____ Dataset records
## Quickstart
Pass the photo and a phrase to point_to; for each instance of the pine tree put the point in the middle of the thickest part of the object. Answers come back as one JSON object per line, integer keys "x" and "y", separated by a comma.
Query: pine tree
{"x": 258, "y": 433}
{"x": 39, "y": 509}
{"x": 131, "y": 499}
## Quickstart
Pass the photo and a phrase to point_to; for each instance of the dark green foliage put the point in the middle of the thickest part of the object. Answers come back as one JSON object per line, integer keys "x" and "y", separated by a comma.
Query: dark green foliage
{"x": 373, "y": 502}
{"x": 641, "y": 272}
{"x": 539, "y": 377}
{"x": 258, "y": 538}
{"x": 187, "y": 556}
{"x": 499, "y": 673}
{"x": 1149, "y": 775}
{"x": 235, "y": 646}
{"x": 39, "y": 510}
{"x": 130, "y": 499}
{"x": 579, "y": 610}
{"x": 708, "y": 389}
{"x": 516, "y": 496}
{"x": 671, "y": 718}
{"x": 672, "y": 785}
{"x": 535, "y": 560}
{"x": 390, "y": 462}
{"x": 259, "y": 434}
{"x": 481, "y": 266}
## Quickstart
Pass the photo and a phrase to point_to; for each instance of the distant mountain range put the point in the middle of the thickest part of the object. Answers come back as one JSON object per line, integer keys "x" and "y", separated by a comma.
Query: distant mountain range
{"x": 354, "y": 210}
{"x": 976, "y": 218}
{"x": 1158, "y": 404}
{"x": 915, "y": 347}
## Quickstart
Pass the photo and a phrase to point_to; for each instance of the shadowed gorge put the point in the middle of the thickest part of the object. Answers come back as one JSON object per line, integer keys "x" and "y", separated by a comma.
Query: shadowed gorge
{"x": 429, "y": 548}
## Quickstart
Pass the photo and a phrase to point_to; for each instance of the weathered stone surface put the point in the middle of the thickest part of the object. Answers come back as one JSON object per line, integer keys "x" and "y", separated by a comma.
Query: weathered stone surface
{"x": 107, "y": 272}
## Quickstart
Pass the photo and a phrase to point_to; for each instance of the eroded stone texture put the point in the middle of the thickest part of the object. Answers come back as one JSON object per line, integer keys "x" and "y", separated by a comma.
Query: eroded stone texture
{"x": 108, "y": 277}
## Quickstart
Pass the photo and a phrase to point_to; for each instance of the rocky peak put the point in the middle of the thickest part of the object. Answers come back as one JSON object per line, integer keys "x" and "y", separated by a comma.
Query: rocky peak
________
== Aim of the task ==
Go through the records above and return each line in which the word "peak" occurs.

== The answer ==
Pass the photo and a phrase to point_to; for each instance of the rocky peak put the point in the middle of the thickest part of the object. Answers come back as one JSON object per line, integer keys "x" and "y", separated by a comma.
Query: rocky peak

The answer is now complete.